LISTING:
= = = =

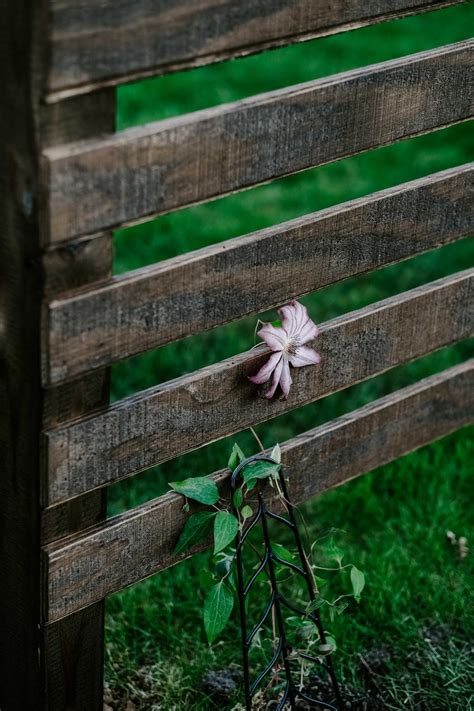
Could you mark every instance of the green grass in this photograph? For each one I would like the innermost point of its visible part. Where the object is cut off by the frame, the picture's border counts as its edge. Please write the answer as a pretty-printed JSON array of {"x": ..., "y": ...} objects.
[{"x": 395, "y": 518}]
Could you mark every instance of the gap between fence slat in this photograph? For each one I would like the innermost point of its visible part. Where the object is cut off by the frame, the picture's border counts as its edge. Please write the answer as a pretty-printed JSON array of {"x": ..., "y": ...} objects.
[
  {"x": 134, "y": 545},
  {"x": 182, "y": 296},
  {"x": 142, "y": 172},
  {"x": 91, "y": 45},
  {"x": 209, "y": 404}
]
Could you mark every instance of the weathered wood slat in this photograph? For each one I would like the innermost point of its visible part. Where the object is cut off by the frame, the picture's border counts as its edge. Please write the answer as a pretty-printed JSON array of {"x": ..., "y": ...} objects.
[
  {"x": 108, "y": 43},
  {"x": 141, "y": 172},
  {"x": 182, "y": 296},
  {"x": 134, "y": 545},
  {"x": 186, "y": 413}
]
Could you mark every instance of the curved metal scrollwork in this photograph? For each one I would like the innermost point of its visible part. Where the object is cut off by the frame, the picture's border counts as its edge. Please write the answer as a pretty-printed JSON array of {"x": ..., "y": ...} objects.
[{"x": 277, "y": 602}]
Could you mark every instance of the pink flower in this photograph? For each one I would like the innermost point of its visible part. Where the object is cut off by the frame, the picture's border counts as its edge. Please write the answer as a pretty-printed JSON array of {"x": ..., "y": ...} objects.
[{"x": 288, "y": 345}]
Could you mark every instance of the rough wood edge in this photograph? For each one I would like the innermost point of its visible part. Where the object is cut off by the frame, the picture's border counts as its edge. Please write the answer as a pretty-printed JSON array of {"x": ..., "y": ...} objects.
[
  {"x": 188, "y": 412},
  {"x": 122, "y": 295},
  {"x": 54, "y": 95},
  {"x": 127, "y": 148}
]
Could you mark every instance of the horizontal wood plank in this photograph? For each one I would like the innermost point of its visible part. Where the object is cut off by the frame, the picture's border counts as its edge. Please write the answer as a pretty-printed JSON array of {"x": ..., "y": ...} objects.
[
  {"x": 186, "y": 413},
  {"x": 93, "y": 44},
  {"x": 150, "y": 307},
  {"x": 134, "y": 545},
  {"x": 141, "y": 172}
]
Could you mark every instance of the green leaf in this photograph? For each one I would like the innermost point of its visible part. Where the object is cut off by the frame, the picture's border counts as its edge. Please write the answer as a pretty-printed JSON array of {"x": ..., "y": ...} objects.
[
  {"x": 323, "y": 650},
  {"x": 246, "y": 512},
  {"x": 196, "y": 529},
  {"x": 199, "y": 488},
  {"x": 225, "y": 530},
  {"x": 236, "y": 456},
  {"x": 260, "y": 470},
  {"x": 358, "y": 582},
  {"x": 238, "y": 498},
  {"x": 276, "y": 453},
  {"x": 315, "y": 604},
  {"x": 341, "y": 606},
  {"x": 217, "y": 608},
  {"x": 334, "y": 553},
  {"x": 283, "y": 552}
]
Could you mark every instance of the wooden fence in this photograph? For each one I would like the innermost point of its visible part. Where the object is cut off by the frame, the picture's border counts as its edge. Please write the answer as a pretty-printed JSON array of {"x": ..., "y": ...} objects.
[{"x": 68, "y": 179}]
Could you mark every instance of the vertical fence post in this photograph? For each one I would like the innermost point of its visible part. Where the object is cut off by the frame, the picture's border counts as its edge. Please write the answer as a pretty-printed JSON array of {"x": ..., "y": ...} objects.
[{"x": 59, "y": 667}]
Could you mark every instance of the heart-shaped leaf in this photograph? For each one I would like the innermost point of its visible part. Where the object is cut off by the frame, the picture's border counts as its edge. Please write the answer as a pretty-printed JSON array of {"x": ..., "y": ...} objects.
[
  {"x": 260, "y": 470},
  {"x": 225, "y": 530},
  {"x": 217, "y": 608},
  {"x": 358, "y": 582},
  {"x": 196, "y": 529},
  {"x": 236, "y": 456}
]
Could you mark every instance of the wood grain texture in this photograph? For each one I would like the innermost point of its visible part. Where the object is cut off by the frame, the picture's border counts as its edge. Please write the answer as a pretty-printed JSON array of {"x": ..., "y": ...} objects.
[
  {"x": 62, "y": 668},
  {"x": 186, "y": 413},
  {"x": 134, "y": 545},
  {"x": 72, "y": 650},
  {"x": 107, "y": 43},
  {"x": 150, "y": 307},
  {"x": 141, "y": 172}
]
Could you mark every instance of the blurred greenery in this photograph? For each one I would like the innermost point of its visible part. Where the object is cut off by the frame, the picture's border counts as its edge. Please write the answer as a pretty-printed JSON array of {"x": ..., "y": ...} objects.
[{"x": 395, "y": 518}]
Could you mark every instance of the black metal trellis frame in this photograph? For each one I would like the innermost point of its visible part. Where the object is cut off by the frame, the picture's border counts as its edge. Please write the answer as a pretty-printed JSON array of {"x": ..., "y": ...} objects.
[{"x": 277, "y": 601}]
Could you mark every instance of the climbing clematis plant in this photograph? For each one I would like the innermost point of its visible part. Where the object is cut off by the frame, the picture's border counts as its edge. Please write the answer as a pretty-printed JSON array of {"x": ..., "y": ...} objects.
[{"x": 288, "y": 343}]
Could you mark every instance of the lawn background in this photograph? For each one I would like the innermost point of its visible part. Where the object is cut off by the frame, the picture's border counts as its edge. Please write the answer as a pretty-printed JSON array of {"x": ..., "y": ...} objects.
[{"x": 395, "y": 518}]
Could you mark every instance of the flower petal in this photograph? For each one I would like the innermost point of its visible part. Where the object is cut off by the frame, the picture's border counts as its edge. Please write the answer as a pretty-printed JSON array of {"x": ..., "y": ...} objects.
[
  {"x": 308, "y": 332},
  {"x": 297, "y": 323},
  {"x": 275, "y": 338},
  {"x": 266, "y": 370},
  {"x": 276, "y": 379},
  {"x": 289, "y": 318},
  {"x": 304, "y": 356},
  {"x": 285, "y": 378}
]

= = = =

PROMPT: All entries are to be retyped exactly. Omit any embedded images.

RESPONSE TO THE TASK:
Could you mark every instance of the green grass in this photograph? For each one I would like the innermost point of its visible part. Where the object is cut off by the frame, the picture's border counts as its edge. Please write the answer as a pretty-printed JSON array of {"x": ..., "y": ...} objects.
[{"x": 395, "y": 518}]
Could you mark every instance of the gap between fence slat in this photograph? For each one I would like the innermost point of its visible part. Where the object is cut off by the frame, the picture's border counts as its edge. Please write the answer as a pretty-printed JSON array of {"x": ..., "y": ...} objects.
[
  {"x": 134, "y": 545},
  {"x": 182, "y": 296},
  {"x": 142, "y": 172},
  {"x": 91, "y": 45},
  {"x": 209, "y": 404}
]
Could you mark every instance of the weathered wood slat in this photograph? For each one I would like the innermost point of its visible part. Where the object is cut off by the frame, the picture's border counts as its edge. Please write the answer as a pretty-printed JSON array of {"x": ..., "y": ...} objects.
[
  {"x": 108, "y": 43},
  {"x": 141, "y": 172},
  {"x": 182, "y": 296},
  {"x": 134, "y": 545},
  {"x": 186, "y": 413}
]
Could you mark every instance of the curved metal scrollwork in this photograph? For each one I would like the innermost point of its visible part. Where the object is cut off by the frame, the picture's border counts as its edge. Please write the answer as a pretty-printed JSON array of {"x": ..., "y": ...} objects.
[{"x": 277, "y": 602}]
Could you mark every instance of the pink flower in this photograph? For each one I would like the innermost point of its visible part. Where the object is cut off by the frame, the picture's border counts as its edge. Please write the answer as a pretty-printed JSON array of {"x": ..., "y": ...} objects.
[{"x": 288, "y": 345}]
Could you mark every instance of the rough wood edge in this photograph? For each one I would like the innermost point of its visible part. Where the object is cut off by the frame, the picture's border counts as its edge. Please write the answer as a pretty-printed JSON array of {"x": ..., "y": ...} objects.
[
  {"x": 188, "y": 412},
  {"x": 122, "y": 295},
  {"x": 54, "y": 95},
  {"x": 127, "y": 148}
]
Could you mark every instance of the horizontal wood plank in this photograph? For each one I would like the innermost point of its visible part. Where the object is cut off by the frame, the picture's border counts as its edge. Please write the answer as a pretty-printed JSON array of {"x": ..., "y": ...} objects.
[
  {"x": 186, "y": 413},
  {"x": 93, "y": 44},
  {"x": 150, "y": 307},
  {"x": 134, "y": 545},
  {"x": 141, "y": 172}
]
Could you mark every instance of the green leaf in this photograph? For each one I would like the innermost point of its visible part. Where the object is cut off by the frame, the picture's border counts as its edge. Please write the answer as a pretty-printed JSON array of {"x": ..., "y": ...} objects.
[
  {"x": 323, "y": 650},
  {"x": 246, "y": 512},
  {"x": 196, "y": 529},
  {"x": 199, "y": 488},
  {"x": 225, "y": 530},
  {"x": 236, "y": 456},
  {"x": 260, "y": 470},
  {"x": 358, "y": 582},
  {"x": 238, "y": 498},
  {"x": 276, "y": 453},
  {"x": 315, "y": 604},
  {"x": 341, "y": 606},
  {"x": 217, "y": 608},
  {"x": 334, "y": 553},
  {"x": 283, "y": 552}
]
Could you mark every instance of the wooden fence in this photograph? For each one I would like the innermost point of its visible part. Where the object is cut off by the frame, the picture's border counts as its edge. Please write the answer as a pretty-printed JSON array of {"x": ..., "y": ...} objects.
[{"x": 68, "y": 179}]
Could you mark every instance of the vertical fence post in this photograph? For each one I would like the innermost point of its visible part. Where the object is cut off by the frame, the picture's border counts as its edge. Please write the answer as a pretty-printed JSON array of {"x": ..., "y": ...} objects.
[{"x": 59, "y": 667}]
Could you mark every instance of the heart-shaped leaf in this photograph? For each one I would like the innermost point of its visible part. Where the object is cut off by the frame, the picture's border counts as its edge. Please write the answer as a pretty-printed JSON array of {"x": ..., "y": ...} objects.
[
  {"x": 260, "y": 470},
  {"x": 225, "y": 530},
  {"x": 217, "y": 608},
  {"x": 358, "y": 582},
  {"x": 196, "y": 529},
  {"x": 236, "y": 456}
]
Could you mark every instance of the wood grain texture in this photograph? For each one I would like the innermost point of its visible part. Where the object is cut off by the frame, the picture's border counts as its edge. Please write the answer as a pretty-printed JSON array of {"x": ..., "y": ...} objects.
[
  {"x": 62, "y": 668},
  {"x": 186, "y": 413},
  {"x": 134, "y": 545},
  {"x": 72, "y": 650},
  {"x": 107, "y": 43},
  {"x": 150, "y": 307},
  {"x": 141, "y": 172}
]
Could you mark every instance of the blurred greenery in this photograph? For each one I would like the innermost point of its visible part. Where the object is cut off by the frame, the picture's border counts as its edge. Please write the answer as a pretty-printed JSON array of {"x": ..., "y": ...} objects.
[{"x": 395, "y": 518}]
Could you mark every instance of the black metal trellis frame in this photograph? For each one I would like the innermost point of its visible part. Where the object is cut off by the frame, the picture's border counts as its edge. Please write the answer as a pretty-printed JSON array of {"x": ..., "y": ...} objects.
[{"x": 277, "y": 601}]
Could you mark every instance of the climbing clematis plant in this photograph? For each one I would like the innermost point of its visible part. Where the object is cut off by the frame, the picture's border counts as its edge. Please write the answer as a pretty-printed JSON array of {"x": ..., "y": ...} objects.
[{"x": 288, "y": 343}]
Could you mark every instance of the lawn background in this photograph? For each one I would like the innermost point of its visible part. Where the object is cut off by the frame, the picture's border counts as its edge. Please write the answer as a pretty-printed JSON array of {"x": ..., "y": ...} objects.
[{"x": 395, "y": 518}]
Could you mark every instance of the flower petal in this photograph? For each one I would like the innermost point of its visible part. Where the object is cut off by the frame, the picture's border counts as its edge. Please write the answer as a pretty-printed JSON array of {"x": ..., "y": ...} objects.
[
  {"x": 308, "y": 332},
  {"x": 297, "y": 323},
  {"x": 275, "y": 338},
  {"x": 266, "y": 370},
  {"x": 276, "y": 379},
  {"x": 289, "y": 318},
  {"x": 304, "y": 356},
  {"x": 285, "y": 378}
]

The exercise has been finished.